*Work instructions*. Will you copy word for word the part of the lines below that opens with the line containing "target: **tree**" and closes with the line containing "97), (110, 97)]", both of those lines included?

A data block

________

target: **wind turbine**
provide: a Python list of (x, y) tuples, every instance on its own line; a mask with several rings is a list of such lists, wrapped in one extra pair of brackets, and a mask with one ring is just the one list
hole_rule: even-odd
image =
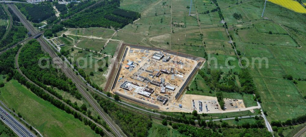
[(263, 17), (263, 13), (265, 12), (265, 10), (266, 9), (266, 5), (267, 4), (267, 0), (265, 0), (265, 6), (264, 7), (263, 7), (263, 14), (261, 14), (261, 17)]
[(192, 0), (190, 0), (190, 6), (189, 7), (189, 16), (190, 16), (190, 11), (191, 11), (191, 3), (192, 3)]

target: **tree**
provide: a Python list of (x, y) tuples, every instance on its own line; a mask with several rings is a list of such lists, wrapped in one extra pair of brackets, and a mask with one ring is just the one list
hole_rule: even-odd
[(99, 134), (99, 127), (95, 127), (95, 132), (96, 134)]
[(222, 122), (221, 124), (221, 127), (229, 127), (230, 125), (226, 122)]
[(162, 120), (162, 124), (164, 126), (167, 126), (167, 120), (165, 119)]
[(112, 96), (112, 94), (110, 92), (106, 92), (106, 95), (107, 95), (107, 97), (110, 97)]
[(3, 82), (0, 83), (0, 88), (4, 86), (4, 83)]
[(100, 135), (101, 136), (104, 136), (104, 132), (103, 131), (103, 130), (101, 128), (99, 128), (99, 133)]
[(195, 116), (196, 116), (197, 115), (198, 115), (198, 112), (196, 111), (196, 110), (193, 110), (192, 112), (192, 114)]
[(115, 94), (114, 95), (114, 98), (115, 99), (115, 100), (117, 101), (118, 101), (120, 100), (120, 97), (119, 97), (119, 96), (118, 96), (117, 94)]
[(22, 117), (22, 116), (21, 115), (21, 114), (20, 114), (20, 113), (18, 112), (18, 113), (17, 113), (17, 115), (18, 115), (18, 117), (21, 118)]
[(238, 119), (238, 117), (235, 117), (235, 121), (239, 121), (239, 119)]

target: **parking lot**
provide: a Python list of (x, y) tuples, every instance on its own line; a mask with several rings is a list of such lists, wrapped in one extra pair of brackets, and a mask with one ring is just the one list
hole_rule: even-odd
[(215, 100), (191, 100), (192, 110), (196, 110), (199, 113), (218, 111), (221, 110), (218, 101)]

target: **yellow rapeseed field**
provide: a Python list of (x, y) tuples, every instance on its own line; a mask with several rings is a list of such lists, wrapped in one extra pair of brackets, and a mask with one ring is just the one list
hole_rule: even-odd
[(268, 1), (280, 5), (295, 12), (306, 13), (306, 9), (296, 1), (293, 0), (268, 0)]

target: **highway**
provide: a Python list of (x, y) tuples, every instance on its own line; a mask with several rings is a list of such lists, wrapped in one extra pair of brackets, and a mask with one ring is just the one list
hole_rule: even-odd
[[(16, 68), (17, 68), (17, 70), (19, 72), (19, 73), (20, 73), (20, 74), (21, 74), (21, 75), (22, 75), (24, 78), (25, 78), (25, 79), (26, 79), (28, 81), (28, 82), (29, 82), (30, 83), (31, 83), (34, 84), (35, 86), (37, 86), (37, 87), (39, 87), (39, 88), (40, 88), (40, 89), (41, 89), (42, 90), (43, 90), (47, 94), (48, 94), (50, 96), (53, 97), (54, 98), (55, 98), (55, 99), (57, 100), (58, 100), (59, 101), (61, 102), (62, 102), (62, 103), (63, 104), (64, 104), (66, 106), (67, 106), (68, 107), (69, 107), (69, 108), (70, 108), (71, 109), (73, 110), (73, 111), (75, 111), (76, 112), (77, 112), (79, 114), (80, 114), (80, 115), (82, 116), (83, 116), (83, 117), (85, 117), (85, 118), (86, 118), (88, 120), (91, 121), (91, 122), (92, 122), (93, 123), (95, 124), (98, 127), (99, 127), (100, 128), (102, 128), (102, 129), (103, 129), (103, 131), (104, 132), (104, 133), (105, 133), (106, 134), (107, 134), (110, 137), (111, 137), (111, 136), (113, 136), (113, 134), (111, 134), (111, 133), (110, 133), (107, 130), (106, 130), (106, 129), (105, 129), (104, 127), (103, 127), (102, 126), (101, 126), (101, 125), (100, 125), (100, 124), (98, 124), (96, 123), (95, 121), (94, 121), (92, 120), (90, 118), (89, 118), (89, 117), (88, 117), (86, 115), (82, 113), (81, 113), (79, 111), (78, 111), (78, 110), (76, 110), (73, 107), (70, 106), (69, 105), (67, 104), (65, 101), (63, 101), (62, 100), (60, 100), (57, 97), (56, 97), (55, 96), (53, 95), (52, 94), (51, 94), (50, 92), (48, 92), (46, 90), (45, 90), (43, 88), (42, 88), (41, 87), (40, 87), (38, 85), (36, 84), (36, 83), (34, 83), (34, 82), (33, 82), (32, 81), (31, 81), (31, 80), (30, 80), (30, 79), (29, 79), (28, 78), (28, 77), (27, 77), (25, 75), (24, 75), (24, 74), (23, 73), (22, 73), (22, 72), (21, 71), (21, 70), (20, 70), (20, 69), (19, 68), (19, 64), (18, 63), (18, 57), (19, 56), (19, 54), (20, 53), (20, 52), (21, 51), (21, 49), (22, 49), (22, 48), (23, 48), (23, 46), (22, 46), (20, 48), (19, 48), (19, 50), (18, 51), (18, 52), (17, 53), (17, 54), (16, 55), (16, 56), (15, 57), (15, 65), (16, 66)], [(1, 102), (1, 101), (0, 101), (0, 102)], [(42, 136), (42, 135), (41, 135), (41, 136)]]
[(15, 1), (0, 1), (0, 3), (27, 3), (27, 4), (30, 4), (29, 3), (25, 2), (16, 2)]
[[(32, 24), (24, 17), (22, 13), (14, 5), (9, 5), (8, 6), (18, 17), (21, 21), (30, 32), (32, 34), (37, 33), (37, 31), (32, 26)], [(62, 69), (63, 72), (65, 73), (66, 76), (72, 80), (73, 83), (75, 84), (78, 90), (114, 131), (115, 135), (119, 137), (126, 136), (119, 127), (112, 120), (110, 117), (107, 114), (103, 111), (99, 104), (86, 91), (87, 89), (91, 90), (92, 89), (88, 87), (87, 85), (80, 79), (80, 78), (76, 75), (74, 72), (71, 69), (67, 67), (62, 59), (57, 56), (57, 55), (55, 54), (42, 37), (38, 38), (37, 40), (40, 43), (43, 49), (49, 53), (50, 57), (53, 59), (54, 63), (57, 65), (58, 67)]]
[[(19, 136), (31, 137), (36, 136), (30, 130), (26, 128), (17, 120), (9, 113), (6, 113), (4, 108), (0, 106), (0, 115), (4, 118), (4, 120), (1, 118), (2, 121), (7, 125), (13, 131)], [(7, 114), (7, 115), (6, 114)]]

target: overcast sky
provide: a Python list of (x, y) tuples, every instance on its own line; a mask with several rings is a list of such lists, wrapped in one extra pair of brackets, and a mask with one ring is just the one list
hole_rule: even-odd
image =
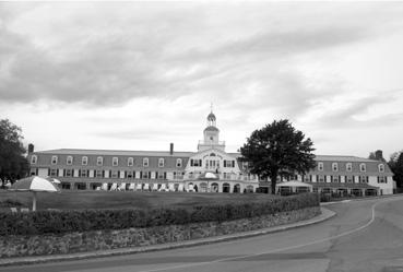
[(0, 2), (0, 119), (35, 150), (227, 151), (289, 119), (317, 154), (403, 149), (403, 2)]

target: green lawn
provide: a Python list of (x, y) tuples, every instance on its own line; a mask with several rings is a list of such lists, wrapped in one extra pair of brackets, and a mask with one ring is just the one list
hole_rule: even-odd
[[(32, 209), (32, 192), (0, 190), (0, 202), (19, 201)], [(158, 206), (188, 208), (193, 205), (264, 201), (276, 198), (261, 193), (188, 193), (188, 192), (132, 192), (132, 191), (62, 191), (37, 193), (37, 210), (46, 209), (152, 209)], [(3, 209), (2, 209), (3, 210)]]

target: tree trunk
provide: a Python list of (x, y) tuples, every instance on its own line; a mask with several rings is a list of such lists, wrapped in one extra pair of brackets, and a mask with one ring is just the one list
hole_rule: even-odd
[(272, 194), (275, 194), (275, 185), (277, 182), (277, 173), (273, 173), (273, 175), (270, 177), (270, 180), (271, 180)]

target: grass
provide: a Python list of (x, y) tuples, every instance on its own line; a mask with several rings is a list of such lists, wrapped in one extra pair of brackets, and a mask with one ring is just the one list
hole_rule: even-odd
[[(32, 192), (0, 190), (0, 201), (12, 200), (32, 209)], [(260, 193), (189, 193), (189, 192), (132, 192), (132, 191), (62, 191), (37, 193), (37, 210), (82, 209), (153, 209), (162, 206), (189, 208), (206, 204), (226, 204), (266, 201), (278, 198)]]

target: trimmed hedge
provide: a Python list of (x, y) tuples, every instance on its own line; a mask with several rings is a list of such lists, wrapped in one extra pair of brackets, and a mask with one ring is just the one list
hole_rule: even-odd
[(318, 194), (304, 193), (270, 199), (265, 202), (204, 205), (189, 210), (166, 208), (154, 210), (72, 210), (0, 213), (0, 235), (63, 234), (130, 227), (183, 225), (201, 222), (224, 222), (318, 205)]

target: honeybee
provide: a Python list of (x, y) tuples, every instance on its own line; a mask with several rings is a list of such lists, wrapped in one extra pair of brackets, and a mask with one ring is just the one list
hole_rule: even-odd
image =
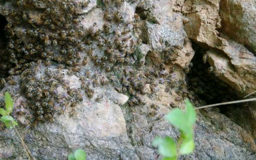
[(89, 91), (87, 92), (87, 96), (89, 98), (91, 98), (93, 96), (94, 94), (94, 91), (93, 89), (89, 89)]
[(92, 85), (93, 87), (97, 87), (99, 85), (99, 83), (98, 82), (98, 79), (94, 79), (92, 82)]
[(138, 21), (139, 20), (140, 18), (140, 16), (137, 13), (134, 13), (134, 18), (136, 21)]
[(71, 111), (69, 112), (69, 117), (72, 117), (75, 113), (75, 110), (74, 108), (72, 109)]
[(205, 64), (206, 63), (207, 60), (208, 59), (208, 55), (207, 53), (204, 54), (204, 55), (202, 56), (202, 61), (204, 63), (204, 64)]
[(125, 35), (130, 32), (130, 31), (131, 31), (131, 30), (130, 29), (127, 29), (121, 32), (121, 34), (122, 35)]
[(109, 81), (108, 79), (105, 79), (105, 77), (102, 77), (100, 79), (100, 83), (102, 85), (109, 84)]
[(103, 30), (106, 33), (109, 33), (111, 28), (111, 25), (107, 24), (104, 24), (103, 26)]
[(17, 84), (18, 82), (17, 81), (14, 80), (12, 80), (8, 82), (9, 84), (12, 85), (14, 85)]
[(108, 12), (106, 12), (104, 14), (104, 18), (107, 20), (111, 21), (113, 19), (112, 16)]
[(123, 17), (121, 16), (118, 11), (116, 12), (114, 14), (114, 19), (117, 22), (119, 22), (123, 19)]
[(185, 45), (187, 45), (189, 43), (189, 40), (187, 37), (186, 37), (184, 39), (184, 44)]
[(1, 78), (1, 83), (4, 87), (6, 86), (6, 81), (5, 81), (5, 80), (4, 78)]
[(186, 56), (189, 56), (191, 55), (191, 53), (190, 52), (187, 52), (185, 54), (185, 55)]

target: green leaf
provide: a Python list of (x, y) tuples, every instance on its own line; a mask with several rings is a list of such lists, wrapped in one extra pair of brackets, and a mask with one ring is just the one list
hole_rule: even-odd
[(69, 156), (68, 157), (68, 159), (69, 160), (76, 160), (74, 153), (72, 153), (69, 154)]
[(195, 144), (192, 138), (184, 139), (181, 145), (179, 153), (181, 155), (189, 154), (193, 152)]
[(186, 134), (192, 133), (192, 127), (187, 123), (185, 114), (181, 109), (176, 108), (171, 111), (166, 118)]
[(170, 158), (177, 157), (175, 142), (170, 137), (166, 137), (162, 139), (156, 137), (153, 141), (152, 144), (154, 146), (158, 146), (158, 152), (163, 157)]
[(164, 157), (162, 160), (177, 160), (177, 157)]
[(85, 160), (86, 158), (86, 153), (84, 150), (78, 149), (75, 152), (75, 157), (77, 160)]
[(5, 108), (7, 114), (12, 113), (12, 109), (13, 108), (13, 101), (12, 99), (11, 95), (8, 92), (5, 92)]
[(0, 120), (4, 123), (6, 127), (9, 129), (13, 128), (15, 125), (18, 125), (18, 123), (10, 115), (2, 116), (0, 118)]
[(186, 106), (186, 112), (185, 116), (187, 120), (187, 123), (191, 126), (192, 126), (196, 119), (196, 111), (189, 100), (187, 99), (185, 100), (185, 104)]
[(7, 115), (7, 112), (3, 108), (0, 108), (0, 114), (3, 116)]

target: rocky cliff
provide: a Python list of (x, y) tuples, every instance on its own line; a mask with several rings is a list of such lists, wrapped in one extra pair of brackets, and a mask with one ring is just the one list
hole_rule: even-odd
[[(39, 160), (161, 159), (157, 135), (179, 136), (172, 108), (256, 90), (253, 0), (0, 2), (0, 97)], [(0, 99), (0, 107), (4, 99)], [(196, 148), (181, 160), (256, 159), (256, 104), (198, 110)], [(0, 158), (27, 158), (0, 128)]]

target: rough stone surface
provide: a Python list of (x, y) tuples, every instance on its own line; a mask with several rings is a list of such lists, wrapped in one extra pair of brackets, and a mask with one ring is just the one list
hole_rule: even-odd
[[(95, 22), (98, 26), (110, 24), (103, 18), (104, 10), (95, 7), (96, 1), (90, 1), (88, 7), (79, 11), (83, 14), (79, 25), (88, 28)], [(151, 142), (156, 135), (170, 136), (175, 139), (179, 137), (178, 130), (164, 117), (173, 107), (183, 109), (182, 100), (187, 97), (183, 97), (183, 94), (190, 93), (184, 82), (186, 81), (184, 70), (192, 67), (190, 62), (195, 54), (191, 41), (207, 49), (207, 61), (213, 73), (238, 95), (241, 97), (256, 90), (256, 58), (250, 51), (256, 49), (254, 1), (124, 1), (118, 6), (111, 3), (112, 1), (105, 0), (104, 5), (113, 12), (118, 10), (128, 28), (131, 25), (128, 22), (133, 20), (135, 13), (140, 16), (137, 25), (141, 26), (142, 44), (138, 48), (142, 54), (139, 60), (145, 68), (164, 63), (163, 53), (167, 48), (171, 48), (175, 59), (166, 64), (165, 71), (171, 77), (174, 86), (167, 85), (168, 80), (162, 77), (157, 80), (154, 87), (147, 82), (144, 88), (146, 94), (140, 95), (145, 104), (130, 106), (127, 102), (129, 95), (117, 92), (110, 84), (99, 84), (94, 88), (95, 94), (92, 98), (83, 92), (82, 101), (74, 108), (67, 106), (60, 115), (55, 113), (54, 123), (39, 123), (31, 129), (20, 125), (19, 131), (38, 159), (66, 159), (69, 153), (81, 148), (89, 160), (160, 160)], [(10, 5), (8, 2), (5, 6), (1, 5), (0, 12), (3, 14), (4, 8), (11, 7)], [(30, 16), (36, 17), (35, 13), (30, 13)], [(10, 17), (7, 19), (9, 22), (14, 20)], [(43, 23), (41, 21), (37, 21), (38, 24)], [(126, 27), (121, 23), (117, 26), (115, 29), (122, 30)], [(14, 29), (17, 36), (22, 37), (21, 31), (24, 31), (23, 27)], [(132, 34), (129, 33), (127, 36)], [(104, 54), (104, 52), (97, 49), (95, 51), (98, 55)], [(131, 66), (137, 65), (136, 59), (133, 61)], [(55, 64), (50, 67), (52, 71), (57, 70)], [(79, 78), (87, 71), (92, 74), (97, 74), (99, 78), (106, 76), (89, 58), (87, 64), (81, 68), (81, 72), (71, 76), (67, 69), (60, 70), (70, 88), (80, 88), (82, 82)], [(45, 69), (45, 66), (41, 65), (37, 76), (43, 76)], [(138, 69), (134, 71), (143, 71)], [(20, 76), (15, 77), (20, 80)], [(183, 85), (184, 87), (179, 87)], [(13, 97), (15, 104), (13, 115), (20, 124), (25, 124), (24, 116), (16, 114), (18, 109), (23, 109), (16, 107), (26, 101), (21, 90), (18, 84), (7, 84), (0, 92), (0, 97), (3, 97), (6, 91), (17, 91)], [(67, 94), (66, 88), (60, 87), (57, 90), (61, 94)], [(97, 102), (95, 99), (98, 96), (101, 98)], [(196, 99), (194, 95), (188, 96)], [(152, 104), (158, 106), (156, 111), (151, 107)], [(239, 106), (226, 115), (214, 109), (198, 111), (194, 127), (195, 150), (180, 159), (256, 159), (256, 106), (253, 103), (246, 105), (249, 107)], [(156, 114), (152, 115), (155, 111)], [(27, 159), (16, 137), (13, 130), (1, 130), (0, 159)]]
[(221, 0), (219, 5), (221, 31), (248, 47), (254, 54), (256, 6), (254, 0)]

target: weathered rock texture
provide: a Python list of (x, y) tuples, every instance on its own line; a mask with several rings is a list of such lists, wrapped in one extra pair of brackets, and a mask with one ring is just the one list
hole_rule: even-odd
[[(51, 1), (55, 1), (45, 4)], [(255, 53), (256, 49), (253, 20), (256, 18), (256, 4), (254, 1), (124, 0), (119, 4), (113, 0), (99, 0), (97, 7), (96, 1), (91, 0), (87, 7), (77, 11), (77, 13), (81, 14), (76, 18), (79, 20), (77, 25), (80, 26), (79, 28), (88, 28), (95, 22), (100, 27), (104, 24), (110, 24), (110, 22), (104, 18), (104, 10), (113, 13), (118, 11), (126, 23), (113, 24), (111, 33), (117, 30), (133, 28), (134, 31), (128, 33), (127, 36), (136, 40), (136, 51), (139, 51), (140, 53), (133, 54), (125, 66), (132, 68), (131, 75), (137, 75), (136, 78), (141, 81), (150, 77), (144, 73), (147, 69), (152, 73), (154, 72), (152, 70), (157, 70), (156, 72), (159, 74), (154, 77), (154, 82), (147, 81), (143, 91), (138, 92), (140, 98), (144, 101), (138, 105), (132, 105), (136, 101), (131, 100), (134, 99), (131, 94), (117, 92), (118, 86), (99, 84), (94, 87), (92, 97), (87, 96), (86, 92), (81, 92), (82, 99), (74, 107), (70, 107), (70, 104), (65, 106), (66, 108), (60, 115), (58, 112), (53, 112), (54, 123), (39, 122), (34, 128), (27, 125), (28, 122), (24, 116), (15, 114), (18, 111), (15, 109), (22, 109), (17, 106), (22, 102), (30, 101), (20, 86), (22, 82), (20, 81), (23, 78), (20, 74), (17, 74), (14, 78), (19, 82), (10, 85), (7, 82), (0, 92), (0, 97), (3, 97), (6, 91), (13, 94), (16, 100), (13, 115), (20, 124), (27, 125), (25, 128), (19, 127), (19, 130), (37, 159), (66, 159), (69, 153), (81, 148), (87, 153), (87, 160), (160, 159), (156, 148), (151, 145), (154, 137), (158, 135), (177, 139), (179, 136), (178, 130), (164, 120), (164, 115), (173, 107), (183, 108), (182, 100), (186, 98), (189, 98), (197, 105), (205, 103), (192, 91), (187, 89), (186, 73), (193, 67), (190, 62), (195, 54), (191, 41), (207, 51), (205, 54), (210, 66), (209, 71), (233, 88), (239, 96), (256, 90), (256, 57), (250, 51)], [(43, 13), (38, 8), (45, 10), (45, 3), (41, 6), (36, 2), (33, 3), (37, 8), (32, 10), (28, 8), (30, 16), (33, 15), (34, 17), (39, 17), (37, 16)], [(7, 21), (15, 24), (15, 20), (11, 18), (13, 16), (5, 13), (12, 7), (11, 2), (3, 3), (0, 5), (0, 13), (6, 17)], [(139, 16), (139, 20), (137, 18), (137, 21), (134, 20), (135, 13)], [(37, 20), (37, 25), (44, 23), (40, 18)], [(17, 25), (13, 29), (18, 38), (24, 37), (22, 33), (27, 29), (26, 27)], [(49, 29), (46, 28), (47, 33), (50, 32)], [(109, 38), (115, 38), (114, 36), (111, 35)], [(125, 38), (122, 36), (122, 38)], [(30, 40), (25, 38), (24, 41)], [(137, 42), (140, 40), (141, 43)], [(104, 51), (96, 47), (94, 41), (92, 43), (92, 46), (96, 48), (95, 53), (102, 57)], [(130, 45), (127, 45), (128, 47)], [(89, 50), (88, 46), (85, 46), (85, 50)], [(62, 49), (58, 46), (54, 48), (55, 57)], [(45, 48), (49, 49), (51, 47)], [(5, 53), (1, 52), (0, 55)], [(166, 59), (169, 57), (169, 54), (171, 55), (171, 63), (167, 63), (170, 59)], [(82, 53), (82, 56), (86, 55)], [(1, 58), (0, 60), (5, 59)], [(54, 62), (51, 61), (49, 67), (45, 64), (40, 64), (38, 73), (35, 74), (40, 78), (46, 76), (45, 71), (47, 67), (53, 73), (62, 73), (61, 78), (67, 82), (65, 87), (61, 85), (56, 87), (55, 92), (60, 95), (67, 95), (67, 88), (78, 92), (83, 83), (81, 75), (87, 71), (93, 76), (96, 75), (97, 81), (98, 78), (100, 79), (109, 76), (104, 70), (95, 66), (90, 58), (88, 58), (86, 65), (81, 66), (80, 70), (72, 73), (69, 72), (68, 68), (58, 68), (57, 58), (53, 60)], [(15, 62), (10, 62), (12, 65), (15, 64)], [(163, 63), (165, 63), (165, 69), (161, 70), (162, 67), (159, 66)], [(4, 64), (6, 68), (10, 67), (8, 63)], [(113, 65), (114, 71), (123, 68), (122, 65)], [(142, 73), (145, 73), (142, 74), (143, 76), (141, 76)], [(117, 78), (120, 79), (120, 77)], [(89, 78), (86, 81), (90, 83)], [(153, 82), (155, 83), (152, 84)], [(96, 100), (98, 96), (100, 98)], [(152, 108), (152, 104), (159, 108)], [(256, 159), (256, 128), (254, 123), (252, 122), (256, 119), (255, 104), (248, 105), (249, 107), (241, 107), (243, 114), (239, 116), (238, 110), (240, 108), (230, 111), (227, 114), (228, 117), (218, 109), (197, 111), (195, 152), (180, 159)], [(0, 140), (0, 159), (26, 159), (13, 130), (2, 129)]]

________

*Answer to this exercise*.
target: **tree**
provide: a Python list of (x, y) tuples, every instance on its own line; a mask with several rings is a list of such lists, wrapped in one extra pair of brackets, and a mask with one ring is just the one list
hole_rule: even-odd
[(99, 134), (99, 127), (95, 127), (95, 132), (96, 134)]
[(222, 122), (221, 124), (221, 127), (229, 127), (230, 125), (226, 122)]
[(162, 120), (162, 124), (164, 126), (167, 126), (167, 120), (165, 119)]
[(112, 96), (112, 94), (110, 92), (106, 92), (106, 95), (107, 95), (107, 97), (110, 97)]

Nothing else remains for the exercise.